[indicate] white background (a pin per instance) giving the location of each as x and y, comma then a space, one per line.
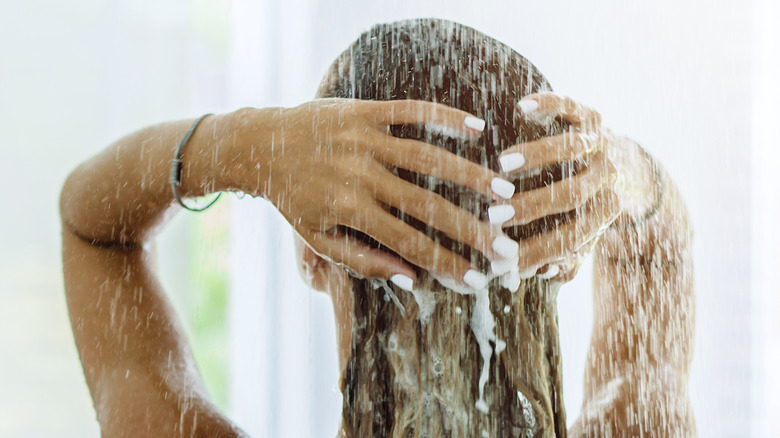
694, 82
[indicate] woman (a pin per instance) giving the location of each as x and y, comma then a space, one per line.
394, 187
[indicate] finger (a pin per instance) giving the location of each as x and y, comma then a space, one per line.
360, 258
434, 210
567, 238
564, 195
427, 159
433, 115
416, 247
569, 146
551, 104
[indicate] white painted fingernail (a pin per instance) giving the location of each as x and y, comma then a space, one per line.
511, 281
475, 123
551, 272
506, 247
498, 214
502, 188
501, 267
475, 279
525, 275
513, 161
403, 282
528, 105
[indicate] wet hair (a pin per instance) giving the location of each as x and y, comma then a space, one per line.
409, 376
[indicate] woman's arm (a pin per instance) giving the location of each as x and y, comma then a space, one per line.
636, 378
136, 361
322, 164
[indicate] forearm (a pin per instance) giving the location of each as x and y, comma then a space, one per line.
642, 341
136, 361
123, 193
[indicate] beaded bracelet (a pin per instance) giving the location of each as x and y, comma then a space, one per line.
175, 178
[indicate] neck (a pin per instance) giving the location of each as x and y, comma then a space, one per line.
415, 364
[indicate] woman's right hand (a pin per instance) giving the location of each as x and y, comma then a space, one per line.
329, 164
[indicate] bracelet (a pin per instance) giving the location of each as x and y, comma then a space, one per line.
659, 195
175, 179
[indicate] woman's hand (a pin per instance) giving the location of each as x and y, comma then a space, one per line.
589, 193
330, 164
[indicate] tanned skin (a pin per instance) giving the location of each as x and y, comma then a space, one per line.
138, 366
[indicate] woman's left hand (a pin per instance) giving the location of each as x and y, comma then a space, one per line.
589, 194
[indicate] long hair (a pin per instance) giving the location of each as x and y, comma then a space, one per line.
415, 364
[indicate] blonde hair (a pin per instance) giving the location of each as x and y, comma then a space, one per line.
415, 362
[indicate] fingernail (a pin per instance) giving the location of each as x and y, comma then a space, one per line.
525, 275
511, 281
403, 282
475, 279
502, 188
475, 123
498, 214
551, 272
527, 105
501, 267
505, 247
510, 162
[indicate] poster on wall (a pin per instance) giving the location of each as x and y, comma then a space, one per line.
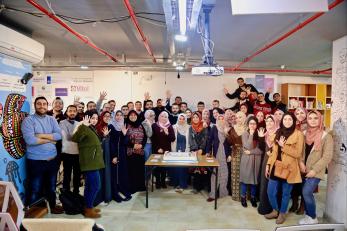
15, 99
52, 85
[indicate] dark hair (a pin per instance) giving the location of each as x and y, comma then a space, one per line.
39, 98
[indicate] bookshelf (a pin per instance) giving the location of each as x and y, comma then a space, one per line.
309, 96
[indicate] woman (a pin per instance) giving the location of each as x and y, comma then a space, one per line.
271, 128
163, 135
90, 158
119, 166
135, 141
189, 113
234, 139
147, 124
301, 124
261, 119
104, 194
181, 144
285, 155
220, 149
250, 160
318, 154
198, 136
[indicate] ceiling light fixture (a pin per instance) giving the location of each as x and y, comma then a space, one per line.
182, 7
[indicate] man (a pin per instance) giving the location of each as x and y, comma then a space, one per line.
130, 106
242, 87
173, 116
57, 109
183, 107
125, 111
243, 99
200, 106
70, 155
277, 103
41, 132
261, 105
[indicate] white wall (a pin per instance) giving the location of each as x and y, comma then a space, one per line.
124, 86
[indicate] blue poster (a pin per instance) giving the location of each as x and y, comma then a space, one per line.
15, 101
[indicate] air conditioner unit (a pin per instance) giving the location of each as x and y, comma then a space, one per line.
20, 46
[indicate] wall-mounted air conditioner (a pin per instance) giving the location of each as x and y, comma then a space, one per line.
20, 46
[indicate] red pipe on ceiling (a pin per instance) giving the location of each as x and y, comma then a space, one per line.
286, 35
72, 31
315, 72
138, 28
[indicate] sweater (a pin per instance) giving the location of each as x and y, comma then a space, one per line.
36, 124
89, 147
68, 146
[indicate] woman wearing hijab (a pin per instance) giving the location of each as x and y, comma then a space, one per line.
234, 139
163, 135
181, 144
91, 160
104, 194
282, 168
198, 136
135, 141
220, 149
119, 166
318, 154
147, 124
271, 128
251, 160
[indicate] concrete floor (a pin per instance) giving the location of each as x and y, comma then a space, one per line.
171, 211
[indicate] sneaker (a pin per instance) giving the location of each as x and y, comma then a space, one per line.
307, 220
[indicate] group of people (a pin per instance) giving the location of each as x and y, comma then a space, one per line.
266, 153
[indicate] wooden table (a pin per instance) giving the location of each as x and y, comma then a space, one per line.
209, 163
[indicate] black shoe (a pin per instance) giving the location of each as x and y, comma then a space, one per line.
254, 202
243, 202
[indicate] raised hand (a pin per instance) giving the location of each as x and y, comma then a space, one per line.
261, 132
85, 120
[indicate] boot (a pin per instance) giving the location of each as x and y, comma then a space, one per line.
272, 215
254, 202
90, 213
243, 202
295, 204
281, 218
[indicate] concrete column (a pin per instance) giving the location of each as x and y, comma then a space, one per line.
336, 203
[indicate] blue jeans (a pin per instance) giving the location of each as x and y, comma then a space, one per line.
43, 179
310, 184
92, 186
148, 150
272, 189
244, 189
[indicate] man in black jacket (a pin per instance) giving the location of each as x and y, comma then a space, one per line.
242, 87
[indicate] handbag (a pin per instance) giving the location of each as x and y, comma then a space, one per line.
282, 170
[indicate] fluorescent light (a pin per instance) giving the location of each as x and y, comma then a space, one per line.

■ ■ ■ ■ ■ ■ ■

**WHAT TO WORK ON:**
Each entry needs to be returned verbatim, with its pictures left out.

**EXERCISE RESULT:**
[indicate] white background (a pin per instance) giving the location of each as x and y, comma then a space, one per line.
694, 82
[indicate] woman (a pin per instance) giving the location of each as x and y, comma then a space, one per line.
394, 187
[indicate] finger (a pin per instance) giving the location of each as x and y, comma then a space, one per line.
360, 258
434, 210
567, 238
564, 195
427, 159
433, 115
416, 247
569, 146
551, 104
[indicate] white painted fingernail (a pin per instance) giving the location of each as x and y, comma then a space, one per line.
511, 281
475, 123
551, 272
506, 247
498, 214
502, 188
501, 267
475, 279
525, 275
513, 161
403, 282
528, 105
[indicate] wet hair (a pin per instance) giving the location of each as x and y, comma then a space, one per line.
409, 376
[indicate] woman's arm (a pin per instance) giving the location of each as x and y, comma then a space, one per line.
636, 378
136, 361
322, 164
[indicate] forearm (a pin per instance) giving the location of each as x and y, comma then a space, one per line.
642, 341
136, 361
123, 193
[indicate] beaded bracelet (a pin per instance) giving the location of each as x and y, comma then a space, one per line.
175, 178
[indicate] neck (a pin per instance) giving the location of each as x and y, comma then a space, one per line.
415, 364
[indicate] woman's right hand (a pin per instance) giving the location of each as x and y, comma then a space, one per line.
329, 164
[indicate] bracelet (a pin per instance) giving the location of each as x and y, comma then a space, one per line.
659, 195
175, 179
[indicate] woman's hand (a pin per instance) giving the location of each as x and y, comma then a space, one per line.
589, 193
330, 164
[indicate] tanned skin (a pin per instance) giving the location of each as x and y, comma then a space, one per line.
138, 366
[indicate] woman's left hand (a pin per instance) giving the location of each as x and y, comma then a space, one per line.
589, 194
[indicate] long hair (a pin per instance) giving the location of each as x and y, comma then a space, one per line.
415, 364
[indicate] blonde hair (a pin per instance) giving the location of each as x and y, comma then a space, one per line.
415, 362
[indicate] fingernail (a pin per instance) giving the location of each as x and y, comma then a space, one per line.
525, 275
511, 281
403, 282
475, 279
502, 188
475, 123
498, 214
551, 272
527, 105
501, 267
505, 247
510, 162
[indicate] poster on wall (a pin per instance) giving the location of each as x and y, comma then a space, one per line.
15, 99
52, 85
[indicate] dark hair (a pin per instance) giving the location of each as x and y, comma then a space, one per line.
39, 98
[indicate] bookshelf (a pin per instance) giving the location of each as x and y, comma then a space, one per line.
309, 96
[indicate] woman (a pin per instance) giving the location of each as x and y, comma then a space, one per line.
271, 128
163, 135
90, 158
119, 166
135, 141
189, 113
234, 139
147, 124
301, 124
261, 119
104, 194
181, 144
285, 155
220, 149
250, 160
318, 154
198, 136
[indicate] ceiling light fixture (a pin per instance) giving the location of each as x and y, comma then a space, one per line.
182, 7
[indicate] man (a pin per instance) giving the location of each as x and y, comma then a space, one per line.
130, 106
242, 87
173, 116
57, 109
183, 107
125, 111
243, 99
200, 106
70, 155
277, 103
41, 132
261, 105
[indicate] white wall (a pin per instance) giving the location of each as x and y, comma then a space, one per line.
124, 86
[indicate] blue poster (a pin per instance) giving the location of each as x and y, comma then a space, one per line.
15, 101
[indicate] air conditioner unit (a pin per instance) giving the location of each as x and y, comma then a space, one per line.
20, 46
[indicate] wall-mounted air conditioner (a pin per instance) giving the location of each as x and y, comma then a space, one per line.
20, 46
[indicate] red pipe on ceiling (a pin per instance) giving the location of each as x and y, comma then a space, one per line.
286, 35
72, 31
315, 72
138, 28
[indicate] sweater (a pin per instance) giving the location of each as x and y, comma then a space, one per line.
36, 124
89, 147
68, 146
[indicate] woman wearing hijab (a pin per instance) giving the location of each as x and y, comma then a space, one per line.
234, 139
163, 135
181, 144
91, 160
104, 194
282, 168
198, 136
135, 141
220, 149
119, 166
318, 154
147, 124
271, 128
251, 160
[indicate] concrete floor (a pin per instance) giving the location of each as x and y, comma then a space, one per line.
171, 211
[indicate] sneaker (a pin per instance) giving the location of each as x and y, comma then a space, one per line.
307, 220
[indicate] group of people (a pin per instance) giving the location of each as x and y, comma then a space, one per line.
266, 153
[indicate] wooden table (a pin per instance) giving the location of each as x and y, comma then a space, one per line.
209, 163
[indicate] black shoe (a pin per instance) giving the location of each as x and y, comma then a space, one per line.
254, 202
243, 202
[indicate] raised hand (a pin per instance) giving the location of each as x and y, comma then a space, one per line.
261, 132
85, 120
[indicate] boot (a pin per instance) giving the location of each as x and y, comma then a space, one per line.
272, 215
254, 202
90, 213
243, 202
295, 204
281, 218
[indicate] concrete column (a pin per instance) giving the location of each as x and y, comma then a space, one per line.
336, 203
[indicate] blue jeans (a pin per instance) giving the location of each as x and y, comma then a space, one per line.
43, 179
310, 184
92, 186
148, 150
272, 189
244, 189
[indicate] man in black jacket (a pin per instance) giving the location of each as x and y, comma then a space, one per line.
242, 87
[indicate] handbag (a pin per instance) giving the location of each as x and y, comma then a space, one per line.
282, 170
[indicate] fluorescent light (a pin per instance) giving the location of each as x and y, comma then a space, one per line.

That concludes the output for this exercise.